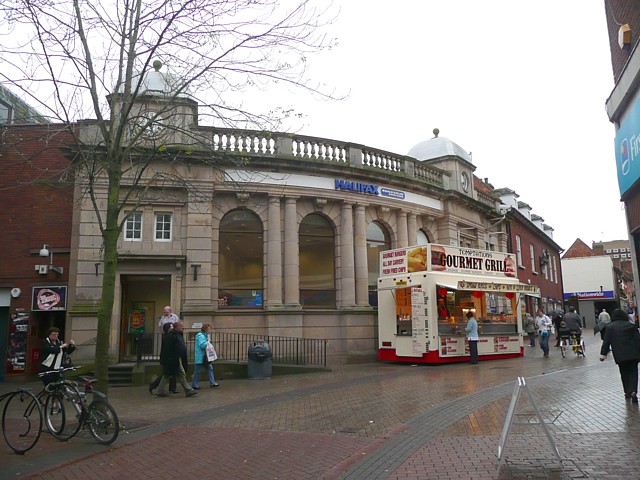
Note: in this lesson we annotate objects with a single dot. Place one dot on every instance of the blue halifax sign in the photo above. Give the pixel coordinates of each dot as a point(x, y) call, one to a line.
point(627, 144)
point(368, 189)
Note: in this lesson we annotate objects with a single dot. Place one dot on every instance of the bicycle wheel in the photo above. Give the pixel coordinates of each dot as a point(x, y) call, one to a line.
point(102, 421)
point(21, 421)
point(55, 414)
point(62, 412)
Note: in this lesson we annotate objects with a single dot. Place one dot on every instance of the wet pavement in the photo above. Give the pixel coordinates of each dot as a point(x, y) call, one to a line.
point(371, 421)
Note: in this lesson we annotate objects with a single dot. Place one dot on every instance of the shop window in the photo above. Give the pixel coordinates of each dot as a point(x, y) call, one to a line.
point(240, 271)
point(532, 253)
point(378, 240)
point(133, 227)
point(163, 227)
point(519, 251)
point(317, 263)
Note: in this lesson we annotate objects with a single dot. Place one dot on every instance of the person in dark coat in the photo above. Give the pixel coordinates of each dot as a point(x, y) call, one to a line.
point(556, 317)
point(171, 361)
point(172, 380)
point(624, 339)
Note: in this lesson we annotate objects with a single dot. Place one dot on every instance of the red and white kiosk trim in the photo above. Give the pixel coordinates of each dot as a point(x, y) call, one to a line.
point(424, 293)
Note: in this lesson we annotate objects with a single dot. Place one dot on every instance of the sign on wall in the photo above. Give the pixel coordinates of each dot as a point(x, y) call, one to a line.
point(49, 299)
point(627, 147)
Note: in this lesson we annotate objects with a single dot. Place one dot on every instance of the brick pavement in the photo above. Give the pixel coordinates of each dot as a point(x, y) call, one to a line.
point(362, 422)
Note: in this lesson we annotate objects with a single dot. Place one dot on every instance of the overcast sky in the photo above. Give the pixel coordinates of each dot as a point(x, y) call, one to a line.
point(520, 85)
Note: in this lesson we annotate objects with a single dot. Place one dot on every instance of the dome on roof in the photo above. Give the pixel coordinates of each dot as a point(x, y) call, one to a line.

==

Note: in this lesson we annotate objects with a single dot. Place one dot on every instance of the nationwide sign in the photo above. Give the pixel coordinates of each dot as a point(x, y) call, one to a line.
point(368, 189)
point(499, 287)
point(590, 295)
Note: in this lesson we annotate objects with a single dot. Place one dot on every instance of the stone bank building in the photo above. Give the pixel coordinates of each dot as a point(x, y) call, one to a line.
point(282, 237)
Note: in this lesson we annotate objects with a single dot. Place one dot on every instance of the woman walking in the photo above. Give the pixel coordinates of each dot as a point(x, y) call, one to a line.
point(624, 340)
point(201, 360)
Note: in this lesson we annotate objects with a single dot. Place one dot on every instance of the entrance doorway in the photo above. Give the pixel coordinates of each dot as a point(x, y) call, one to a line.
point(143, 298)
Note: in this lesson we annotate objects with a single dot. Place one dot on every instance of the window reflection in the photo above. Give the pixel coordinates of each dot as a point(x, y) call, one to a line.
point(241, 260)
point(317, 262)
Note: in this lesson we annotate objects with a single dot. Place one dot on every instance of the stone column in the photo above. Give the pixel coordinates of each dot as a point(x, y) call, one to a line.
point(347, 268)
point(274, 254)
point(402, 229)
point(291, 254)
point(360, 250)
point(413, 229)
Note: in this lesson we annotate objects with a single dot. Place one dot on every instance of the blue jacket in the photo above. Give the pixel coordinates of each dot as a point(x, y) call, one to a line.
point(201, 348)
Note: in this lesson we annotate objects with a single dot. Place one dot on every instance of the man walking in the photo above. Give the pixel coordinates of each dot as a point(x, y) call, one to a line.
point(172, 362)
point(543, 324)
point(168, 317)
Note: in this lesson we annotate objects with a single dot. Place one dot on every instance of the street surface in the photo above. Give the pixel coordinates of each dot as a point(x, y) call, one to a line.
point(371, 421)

TASK STATEMENT: Working from the material above, restate word for word the lines between the line with "of the overcast" and the line with "of the dome", both included, and only those.

EXERCISE RESPONSE:
Note: in this lesson we annotate objects with a single dot. Place one dot on every instance of the overcast sky in the photo above. Give the pixel coordinates of each dot as a point(x, y) call, one to a line.
point(520, 85)
Note: in this lesson we annotate objects with a single dot. Place one dot on every instance of the dome on roof in the photo above. Give the pixel coordinates of each dot as a point(x, y) call, one to a line.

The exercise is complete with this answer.